## Directions for this task
What the response needs is every record, repeated verbatim, and no images.

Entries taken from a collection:
◆ ◆ ◆
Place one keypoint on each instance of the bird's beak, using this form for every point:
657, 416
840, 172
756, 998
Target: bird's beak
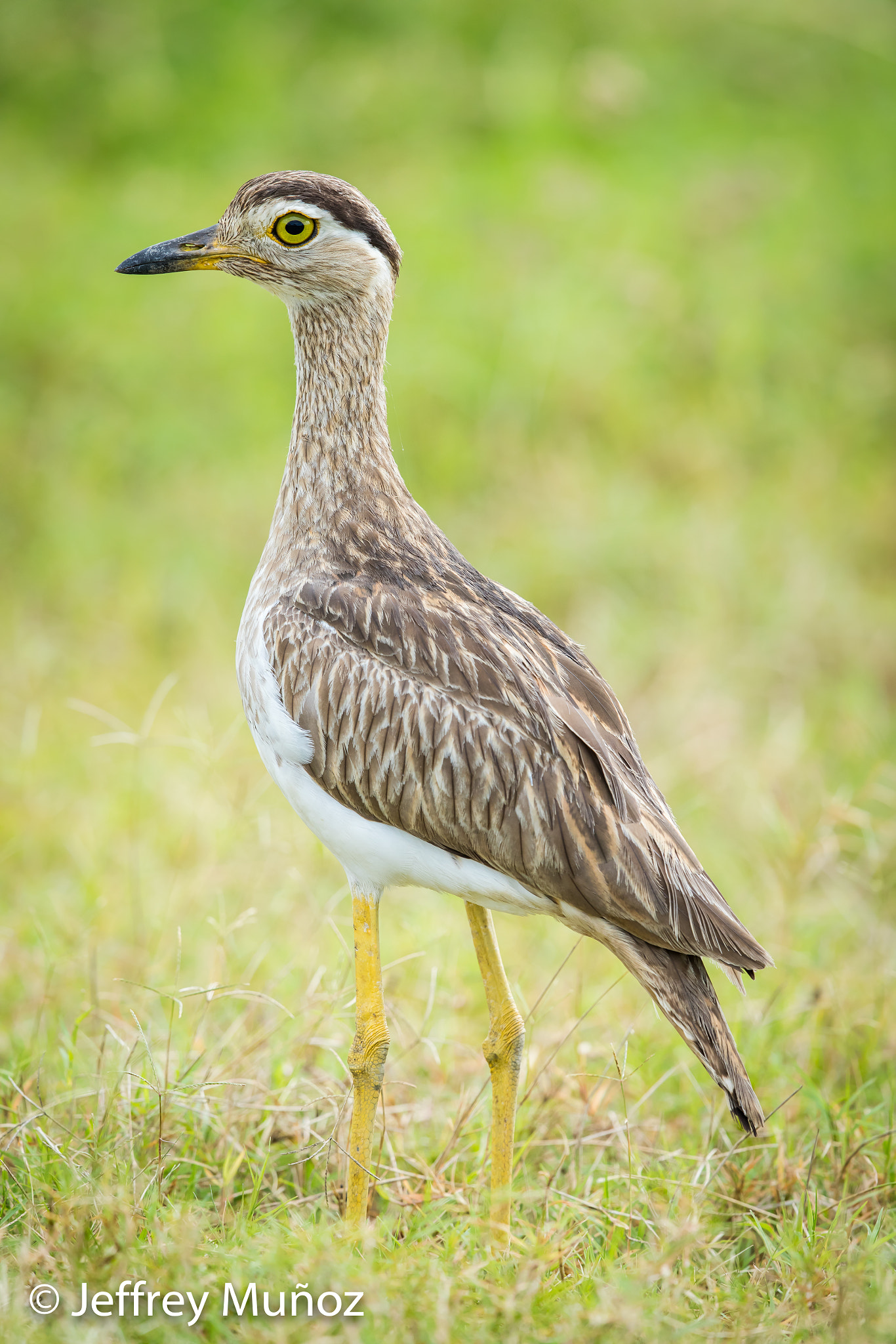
192, 252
◆ ◆ ◆
## Task response
Place one keypoint on each instance of the bird's beak, using this form for every point:
657, 416
840, 172
756, 998
Target: bird's beak
192, 252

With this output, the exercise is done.